» **ЗАДАНИЕ 1**
В каком городе, согласно фрагменту интервью о работе журналистов, снимал Андрей?
» **ЗАДАНИЕ 2**
Допишите следующую часть фрагмента интервью о работе журналистов, начав сразу после последней реплики.

» **ДОКУМЕНТ**
_ _ _
Иногда, конечно, кое-что приходится не делать, потому что мы боимся за журналистов. Но, опять же, мне удалось убедить руководство в том, что из страха за журналиста нам не следует не снимать что-то или где-то. Конечно, очень страшно, когда журналист снимает в Дебальцево, как Андрей, например. И не выходит на связь при этом. Очень страшно, когда он выходит на связь и на заднем плане стреляют. Но я знаю, что мы идем мирным путем и у меня есть слепая уверенность, что как бы страшно мне не было здесь, с ним ничего не случится.
— Вы считаете разумным запрет работать в Украине российским каналам и журналистам?
_ _ _
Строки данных
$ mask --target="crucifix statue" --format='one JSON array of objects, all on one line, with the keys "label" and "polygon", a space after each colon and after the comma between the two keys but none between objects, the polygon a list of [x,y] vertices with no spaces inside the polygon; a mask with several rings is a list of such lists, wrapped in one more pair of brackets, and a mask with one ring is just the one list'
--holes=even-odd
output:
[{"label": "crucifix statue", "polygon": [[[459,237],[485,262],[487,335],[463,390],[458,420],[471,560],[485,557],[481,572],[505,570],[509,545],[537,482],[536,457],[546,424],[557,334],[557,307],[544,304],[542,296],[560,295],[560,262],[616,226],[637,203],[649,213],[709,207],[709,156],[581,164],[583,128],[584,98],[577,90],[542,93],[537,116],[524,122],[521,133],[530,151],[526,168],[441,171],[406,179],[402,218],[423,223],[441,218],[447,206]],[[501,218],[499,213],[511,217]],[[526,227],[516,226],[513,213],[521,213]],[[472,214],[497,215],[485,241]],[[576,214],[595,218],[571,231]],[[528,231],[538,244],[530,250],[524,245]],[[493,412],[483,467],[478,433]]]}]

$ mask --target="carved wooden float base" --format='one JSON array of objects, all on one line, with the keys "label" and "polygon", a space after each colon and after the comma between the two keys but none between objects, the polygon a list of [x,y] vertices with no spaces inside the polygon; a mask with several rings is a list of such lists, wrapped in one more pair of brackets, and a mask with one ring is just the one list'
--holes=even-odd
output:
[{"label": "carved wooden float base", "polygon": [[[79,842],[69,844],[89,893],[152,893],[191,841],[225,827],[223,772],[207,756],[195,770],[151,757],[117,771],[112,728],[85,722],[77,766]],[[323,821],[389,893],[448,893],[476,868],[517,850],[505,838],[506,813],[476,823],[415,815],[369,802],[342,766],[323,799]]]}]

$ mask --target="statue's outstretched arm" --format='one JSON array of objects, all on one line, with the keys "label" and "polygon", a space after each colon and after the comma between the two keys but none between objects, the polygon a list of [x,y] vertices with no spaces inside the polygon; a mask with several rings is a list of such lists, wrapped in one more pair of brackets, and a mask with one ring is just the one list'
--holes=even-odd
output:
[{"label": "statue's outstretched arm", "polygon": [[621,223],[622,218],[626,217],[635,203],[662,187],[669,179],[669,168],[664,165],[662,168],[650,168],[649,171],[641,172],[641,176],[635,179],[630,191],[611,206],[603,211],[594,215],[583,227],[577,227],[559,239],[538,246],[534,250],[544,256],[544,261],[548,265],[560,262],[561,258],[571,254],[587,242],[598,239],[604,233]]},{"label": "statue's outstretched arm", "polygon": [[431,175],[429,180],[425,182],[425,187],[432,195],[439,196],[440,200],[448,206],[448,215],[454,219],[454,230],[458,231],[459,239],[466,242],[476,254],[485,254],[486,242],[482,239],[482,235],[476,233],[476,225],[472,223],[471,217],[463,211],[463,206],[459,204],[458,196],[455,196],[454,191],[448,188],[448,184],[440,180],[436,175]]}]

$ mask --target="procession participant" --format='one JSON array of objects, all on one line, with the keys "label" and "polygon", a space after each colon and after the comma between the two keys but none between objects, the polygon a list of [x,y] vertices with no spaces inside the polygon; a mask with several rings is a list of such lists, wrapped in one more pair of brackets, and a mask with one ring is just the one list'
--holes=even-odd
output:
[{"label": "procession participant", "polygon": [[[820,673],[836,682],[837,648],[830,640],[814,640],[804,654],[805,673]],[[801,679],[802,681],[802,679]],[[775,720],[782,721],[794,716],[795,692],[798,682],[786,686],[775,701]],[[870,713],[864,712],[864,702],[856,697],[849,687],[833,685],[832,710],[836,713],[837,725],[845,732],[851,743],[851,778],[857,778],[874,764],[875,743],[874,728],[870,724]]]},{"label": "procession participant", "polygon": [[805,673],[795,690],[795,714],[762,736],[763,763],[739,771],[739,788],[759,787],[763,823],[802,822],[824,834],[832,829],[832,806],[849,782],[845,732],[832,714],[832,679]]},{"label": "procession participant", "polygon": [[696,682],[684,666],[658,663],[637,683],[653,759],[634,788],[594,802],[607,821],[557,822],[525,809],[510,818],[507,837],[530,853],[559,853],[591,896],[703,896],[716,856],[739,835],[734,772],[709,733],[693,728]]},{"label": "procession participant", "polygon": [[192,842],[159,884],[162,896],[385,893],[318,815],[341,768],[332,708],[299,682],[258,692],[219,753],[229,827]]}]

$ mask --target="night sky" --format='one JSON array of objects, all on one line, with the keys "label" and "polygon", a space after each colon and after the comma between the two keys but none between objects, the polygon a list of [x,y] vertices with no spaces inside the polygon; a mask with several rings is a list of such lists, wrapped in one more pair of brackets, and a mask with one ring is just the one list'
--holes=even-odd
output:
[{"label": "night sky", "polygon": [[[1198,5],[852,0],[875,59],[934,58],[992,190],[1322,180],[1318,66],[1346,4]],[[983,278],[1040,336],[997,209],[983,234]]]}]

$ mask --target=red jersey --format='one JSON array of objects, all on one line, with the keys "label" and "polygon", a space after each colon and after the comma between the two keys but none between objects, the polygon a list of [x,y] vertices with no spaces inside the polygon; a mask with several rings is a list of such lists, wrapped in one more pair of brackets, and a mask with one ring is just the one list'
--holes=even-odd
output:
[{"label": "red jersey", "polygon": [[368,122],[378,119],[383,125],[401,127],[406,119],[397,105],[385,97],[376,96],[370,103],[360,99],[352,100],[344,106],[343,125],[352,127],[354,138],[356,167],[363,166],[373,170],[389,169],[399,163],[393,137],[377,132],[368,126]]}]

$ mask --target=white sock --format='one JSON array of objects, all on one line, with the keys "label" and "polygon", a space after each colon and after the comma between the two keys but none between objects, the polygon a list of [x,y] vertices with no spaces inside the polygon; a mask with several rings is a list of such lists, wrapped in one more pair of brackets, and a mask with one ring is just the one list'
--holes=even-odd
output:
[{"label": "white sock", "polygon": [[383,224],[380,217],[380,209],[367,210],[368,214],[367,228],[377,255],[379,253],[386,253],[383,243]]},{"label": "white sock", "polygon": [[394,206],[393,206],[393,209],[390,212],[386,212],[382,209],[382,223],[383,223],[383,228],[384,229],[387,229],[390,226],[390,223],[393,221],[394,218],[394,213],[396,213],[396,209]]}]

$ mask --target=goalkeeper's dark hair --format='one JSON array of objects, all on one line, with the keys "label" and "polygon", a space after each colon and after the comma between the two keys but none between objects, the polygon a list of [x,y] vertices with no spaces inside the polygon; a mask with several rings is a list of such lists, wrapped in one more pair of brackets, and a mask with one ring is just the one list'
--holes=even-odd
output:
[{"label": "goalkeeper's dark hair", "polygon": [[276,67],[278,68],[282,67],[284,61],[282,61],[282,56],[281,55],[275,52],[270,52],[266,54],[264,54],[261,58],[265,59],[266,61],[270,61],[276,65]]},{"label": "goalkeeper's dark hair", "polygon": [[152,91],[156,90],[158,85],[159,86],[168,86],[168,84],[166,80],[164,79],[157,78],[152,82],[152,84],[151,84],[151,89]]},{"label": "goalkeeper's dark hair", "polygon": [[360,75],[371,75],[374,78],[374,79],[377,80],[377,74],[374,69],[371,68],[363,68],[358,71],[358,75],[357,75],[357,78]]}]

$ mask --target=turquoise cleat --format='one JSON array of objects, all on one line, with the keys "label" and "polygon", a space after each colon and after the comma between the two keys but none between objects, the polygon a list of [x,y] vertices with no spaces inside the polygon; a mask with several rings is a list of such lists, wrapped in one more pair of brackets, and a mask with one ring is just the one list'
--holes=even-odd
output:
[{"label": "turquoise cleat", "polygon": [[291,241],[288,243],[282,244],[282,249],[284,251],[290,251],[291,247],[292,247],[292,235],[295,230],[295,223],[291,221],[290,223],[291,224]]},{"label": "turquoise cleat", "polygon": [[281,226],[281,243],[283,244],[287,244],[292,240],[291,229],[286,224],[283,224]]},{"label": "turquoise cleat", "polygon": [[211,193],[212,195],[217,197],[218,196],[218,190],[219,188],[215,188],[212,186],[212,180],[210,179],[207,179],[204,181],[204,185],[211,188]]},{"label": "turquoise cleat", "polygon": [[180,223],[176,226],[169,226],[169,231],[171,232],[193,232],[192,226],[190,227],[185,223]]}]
_ _ _
» **РЕЗУЛЬТАТ ВЫПОЛНЕНИЯ 1**
В Дебальцево.

» **РЕЗУЛЬТАТ ВЫПОЛНЕНИЯ 2**
— Я к этом двояко отношусь. Во-первых, проще всего — это закрыть и запретить. Но все, что запретно, сразу же вызывает больший интерес. Может быть, надо было бы сразу всех взаимно аккредитовать на все и везде? Но это надо было делать много месяцев назад. Поэтому я считаю, что для украинцев посмотреть «Лайфньюз» не проблема — кто захочет, тот посмотрит. А запрет аккредитации российских журналистов в Раде — это, наверное, зря: среди них есть хорошие журналисты, и нельзя всех под одну гребенку грести. Да и всё равно они тырят все с канала «Рада». Должна быть, я считаю, открытость в демократическом обществе — а я очень надеюсь, что приехала в демократическую страну.